SOURCE EXCERPT:
--- Start ---

FCP-100: armv7 plan

Stephen Kiernan hackagadget at gmail.com
Mon Sep 11 19:40:51 UTC 2017


(replying to all this time)

There are ARMv7 systems that do not have hardware floating point.

This is identified by being able to enable CP10 and/or CP11 in the ACR. If
one tries to enable them and, upon reading the ACR back, the values get
reset, then the hardware is not there.

I know this because the BCM56160 SoC from Broadcom does not have hardware
floating point and it is a Cortex-A9-based SoC.

On Sat, Sep 9, 2017 at 3:37 PM, Warner Losh <imp at bsdimp.com> wrote:

> On Sat, Sep 9, 2017 at 1:25 PM, Jan Beich <jbeich at freebsd.org> wrote:
>
> > Warner Losh <imp at bsdimp.com> writes:
> >
> > > On Sat, Sep 9, 2017 at 1:05 PM, Jan Beich <jbeich at vfemail.net> wrote:
> > >
> > >> Warner Losh <imp at bsdimp.com> writes:
> > >>
> > >> > Greetings,
> > >> >
> > >> > This will serve as 'Last Call' for any objections to the plan to
> > create
> > >> an
> > >> > armv7 MACHINE_ARCH in FreeBSD, as documented in FCP-0100.
> > >> [...]
> > >>
> > >> Some ports want NEON support but FCP-0100 is vague about
> > FreeBSD-specific
> > >> differences between armv6 and armv7. Clang appears to enable NEON for
> > all
> > >> *-gnueabi* targets but I have no clue about GCC. Apparently, Android
> and
> > >> Debian don't assume NEON on armv7.
> > >>
> > >> related: https://bugs.freebsd.org/bugzilla/show_bug.cgi?id=221898
> > >>
> > >
> > > Yes. We are vague about it on purpose. Just like we're vague about MMX,
> > > MMX2, etc on x86 because different processors can/want use different
> > > things.
> >
> > Do you mean similar to how FreeBSD i386 is vague about not supporting
> > real i386, only i486 or later?
>
>
> I mean we don't enumerate the list of all the processor supported things.
> We default to compiling for a fairly middle of the road processor, but you
> can strip that back all the way to i486, or hyper optimize for the latest
> core-2 duo.
>
> However, armv6 vs armv7 can affect the ABI in subtle ways that's it's best
> to avoid by declaring the two different. One may be able to run armv6
> binaries on an armv7 CPUs still, but we're not specifically guaranteeing
> it.

--- End ---

EXCERPTED DATA:
--- Start ---

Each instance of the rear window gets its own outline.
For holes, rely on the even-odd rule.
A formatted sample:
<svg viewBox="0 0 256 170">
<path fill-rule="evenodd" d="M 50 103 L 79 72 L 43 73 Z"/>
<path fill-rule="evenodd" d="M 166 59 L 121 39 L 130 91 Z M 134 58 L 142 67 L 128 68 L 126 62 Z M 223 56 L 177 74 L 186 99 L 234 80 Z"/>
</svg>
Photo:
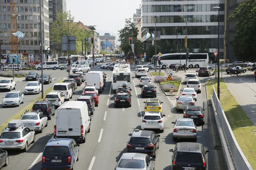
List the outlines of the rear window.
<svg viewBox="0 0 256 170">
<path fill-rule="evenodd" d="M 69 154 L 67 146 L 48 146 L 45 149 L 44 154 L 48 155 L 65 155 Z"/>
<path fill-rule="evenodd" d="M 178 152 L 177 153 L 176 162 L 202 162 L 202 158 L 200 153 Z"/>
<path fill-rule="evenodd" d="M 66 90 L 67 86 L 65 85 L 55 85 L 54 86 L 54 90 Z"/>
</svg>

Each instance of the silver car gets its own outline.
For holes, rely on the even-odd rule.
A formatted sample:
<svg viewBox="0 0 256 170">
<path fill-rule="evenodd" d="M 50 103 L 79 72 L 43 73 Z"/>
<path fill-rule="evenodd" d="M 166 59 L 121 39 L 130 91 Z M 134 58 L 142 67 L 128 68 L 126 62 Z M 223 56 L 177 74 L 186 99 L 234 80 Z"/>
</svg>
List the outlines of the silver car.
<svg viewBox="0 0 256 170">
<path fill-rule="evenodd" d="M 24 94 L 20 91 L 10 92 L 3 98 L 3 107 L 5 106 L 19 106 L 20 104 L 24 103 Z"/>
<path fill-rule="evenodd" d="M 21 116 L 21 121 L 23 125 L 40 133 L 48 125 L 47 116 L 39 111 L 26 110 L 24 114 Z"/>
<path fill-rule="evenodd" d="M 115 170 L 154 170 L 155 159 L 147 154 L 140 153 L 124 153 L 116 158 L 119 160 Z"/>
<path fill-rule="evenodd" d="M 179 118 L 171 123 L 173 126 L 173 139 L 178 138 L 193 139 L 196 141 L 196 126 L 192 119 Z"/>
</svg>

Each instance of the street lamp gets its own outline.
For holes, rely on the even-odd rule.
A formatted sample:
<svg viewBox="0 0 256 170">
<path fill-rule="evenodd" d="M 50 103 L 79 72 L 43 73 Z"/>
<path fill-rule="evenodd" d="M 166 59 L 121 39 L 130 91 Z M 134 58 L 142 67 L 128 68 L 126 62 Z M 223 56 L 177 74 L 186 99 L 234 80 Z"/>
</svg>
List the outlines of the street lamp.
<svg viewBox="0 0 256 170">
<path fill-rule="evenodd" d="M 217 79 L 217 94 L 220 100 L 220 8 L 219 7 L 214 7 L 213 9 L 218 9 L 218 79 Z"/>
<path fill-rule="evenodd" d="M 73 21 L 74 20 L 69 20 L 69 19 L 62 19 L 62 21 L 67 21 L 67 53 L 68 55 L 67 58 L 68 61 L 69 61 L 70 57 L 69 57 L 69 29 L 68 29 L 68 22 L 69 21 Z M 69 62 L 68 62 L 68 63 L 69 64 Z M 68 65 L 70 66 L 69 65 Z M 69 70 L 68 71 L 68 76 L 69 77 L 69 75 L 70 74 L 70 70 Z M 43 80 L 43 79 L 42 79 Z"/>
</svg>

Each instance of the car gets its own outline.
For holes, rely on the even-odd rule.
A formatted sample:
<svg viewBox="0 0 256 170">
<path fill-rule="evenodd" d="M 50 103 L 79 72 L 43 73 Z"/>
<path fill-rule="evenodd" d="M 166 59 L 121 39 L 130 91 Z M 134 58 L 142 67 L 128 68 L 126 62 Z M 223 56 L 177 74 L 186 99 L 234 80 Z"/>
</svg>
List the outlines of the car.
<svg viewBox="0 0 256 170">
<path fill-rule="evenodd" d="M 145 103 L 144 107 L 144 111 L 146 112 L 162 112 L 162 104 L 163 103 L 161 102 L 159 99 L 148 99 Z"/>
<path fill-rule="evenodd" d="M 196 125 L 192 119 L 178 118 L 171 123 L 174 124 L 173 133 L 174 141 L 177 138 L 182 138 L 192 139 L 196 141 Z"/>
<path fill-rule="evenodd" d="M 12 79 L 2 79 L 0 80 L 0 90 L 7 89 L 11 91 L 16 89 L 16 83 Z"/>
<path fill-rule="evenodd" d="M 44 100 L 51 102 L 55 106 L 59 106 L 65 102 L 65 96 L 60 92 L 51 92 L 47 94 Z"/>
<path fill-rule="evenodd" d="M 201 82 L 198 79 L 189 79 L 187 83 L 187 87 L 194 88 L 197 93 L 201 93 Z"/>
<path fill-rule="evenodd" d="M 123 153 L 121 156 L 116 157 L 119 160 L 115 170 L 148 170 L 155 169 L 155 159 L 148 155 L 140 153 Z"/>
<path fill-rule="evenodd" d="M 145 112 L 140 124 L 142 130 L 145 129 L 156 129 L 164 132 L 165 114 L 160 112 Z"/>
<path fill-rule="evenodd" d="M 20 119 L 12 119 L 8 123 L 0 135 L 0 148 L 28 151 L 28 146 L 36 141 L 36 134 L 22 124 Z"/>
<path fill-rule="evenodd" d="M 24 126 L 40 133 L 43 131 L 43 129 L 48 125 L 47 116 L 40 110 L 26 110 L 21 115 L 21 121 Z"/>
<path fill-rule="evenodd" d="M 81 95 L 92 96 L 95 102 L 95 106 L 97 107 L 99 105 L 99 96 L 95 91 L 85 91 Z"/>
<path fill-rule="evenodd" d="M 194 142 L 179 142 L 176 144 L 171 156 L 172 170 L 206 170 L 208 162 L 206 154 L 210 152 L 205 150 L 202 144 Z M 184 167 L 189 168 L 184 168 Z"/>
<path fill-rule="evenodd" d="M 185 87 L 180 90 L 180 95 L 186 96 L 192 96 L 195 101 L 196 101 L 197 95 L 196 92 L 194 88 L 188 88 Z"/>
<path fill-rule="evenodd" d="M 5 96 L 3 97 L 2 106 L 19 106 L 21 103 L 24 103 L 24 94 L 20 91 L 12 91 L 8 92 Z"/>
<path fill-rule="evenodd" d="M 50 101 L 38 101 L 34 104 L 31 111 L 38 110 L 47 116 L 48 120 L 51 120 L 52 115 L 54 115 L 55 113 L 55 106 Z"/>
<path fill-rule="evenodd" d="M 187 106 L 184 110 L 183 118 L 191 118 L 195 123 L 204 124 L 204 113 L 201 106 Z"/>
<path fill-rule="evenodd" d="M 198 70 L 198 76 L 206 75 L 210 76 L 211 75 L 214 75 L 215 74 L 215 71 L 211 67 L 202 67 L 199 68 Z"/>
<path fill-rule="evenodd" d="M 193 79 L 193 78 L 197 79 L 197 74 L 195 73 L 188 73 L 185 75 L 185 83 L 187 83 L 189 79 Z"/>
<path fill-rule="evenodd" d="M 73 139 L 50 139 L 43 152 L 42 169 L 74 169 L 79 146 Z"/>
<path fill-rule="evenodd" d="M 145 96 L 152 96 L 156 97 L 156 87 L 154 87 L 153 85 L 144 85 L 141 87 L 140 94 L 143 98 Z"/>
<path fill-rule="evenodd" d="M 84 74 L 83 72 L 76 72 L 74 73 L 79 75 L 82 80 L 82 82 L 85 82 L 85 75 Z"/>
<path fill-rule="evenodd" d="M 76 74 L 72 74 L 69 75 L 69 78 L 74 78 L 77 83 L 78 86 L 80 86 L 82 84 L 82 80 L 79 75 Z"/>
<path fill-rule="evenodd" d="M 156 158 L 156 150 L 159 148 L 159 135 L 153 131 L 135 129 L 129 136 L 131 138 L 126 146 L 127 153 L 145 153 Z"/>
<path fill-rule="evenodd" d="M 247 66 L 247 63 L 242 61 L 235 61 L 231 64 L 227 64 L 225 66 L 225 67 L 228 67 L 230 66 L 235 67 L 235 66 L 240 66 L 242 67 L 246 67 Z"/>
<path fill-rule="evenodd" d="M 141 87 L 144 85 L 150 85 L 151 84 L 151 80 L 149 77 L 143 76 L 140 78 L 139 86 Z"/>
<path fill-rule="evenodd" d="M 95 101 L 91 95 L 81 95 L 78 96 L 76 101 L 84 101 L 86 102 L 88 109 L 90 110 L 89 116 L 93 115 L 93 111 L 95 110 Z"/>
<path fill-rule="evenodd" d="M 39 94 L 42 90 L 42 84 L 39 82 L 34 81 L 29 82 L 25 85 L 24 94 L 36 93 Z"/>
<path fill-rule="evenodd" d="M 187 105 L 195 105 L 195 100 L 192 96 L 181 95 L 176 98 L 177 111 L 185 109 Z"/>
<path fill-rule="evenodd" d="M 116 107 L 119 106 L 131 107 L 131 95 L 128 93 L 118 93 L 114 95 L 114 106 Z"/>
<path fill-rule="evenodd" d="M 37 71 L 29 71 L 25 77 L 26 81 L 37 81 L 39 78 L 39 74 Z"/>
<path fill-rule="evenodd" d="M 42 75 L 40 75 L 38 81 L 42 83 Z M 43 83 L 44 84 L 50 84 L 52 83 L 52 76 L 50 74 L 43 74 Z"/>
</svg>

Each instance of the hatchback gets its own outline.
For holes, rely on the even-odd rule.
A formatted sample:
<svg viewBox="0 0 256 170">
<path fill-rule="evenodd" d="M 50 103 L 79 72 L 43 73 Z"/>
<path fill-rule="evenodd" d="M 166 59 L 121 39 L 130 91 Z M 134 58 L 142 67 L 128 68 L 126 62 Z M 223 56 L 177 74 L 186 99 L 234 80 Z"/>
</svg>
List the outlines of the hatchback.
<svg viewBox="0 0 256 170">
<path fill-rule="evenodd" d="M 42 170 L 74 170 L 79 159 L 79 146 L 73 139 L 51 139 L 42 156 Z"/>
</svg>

--- End ---

PROBLEM A: List every email address given in the armv7 plan email, each in the form the email shows it.
PROBLEM B: Go on with the armv7 plan email from the point where it stops.

TASK RESULT A:
hackagadget at gmail.com
imp at bsdimp.com
jbeich at freebsd.org
jbeich at vfemail.net

TASK RESULT B:
>
> > The goal, if it doesn't work already, is for NEON to work if used,
> > > but not be required, just like all the other optional features of a
> CPU.
> >
> > FreeBSD doesn't support detecting NEON at runtime unlike Linux.
>
>
> No, I don't mean that at all.  I mean we don't care if it is enabled or
> not. It doesn't affect the ABI. The kernel knows about the extensions and
> saves the context when it's in use, just like the x86 kernel saves MMX, etc
> context when it's in use.
>
> Do you
> > mean at compile time? If so then the following probably needs to change
> >
> > $ cc -target armv7-unknown-freebsd12.0-gnueabihf -dM -E -</dev/null |&
> > fgrep -i neon
> > #define __ARM_NEON 1
> > #define __ARM_NEON_FP 0x4
> > #define __ARM_NEON__ 1
> >
>
> Right. that's based on the default target. gcc/clang can enable or disable
> it (and a dozen other things) depending on what options you give. We don't
> care. We'll run all binaries. It's up to the system integrator to mix/match
> the options so they get optimal performance for their platform.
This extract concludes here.